-- START Data in this exercise --
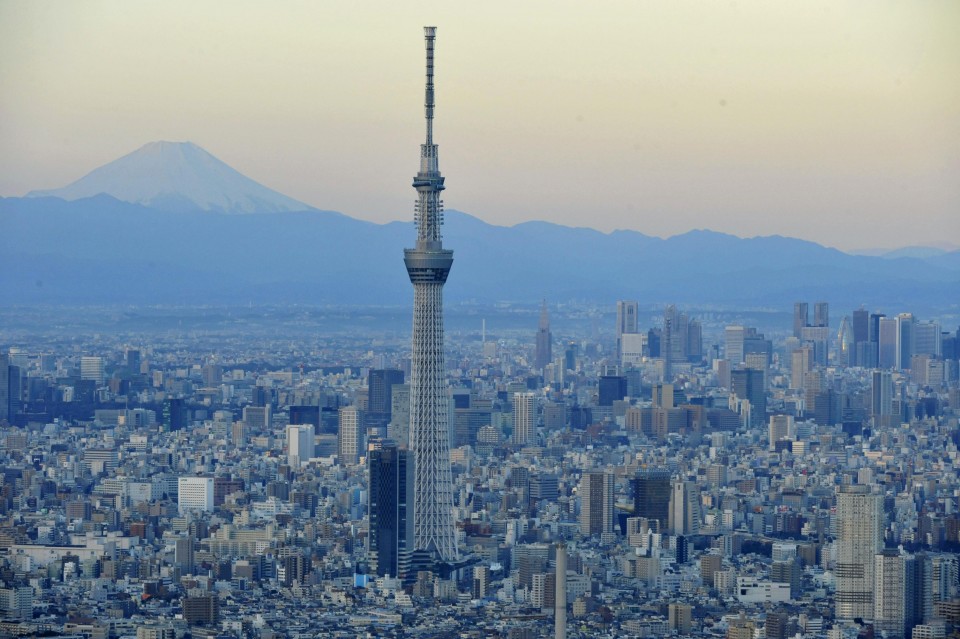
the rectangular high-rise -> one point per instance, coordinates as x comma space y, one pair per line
597, 494
651, 496
524, 418
859, 540
627, 321
350, 435
380, 383
390, 509
299, 444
-- END Data in this exercise --
Directive:
Rewrite every item above, requests included, and shift each coordinate in the answers by -105. Leave the pictures out.

Written solution:
the rectangular high-rise -> one point per instance, coordinates as x comma space y, one pair per line
492, 389
546, 391
419, 313
754, 435
522, 216
245, 330
275, 278
285, 404
194, 339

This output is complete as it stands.